(Saved data entries)
.....
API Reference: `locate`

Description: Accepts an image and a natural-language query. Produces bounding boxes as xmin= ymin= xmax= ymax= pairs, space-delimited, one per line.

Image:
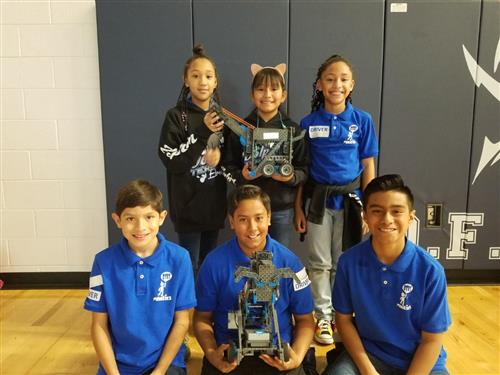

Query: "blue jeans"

xmin=322 ymin=350 xmax=449 ymax=375
xmin=201 ymin=356 xmax=307 ymax=375
xmin=268 ymin=208 xmax=294 ymax=248
xmin=178 ymin=230 xmax=219 ymax=274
.....
- [Problem details]
Give the records again exactly, pictures left out.

- [Output for this task]
API Reference: `locate`

Description: Accepts an image and a natural-language query. Produces bounding boxes as xmin= ymin= xmax= ymax= pairs, space-delimited, one per line.

Image:

Query: "blue jeans"

xmin=322 ymin=350 xmax=449 ymax=375
xmin=201 ymin=356 xmax=307 ymax=375
xmin=268 ymin=208 xmax=294 ymax=248
xmin=178 ymin=230 xmax=219 ymax=274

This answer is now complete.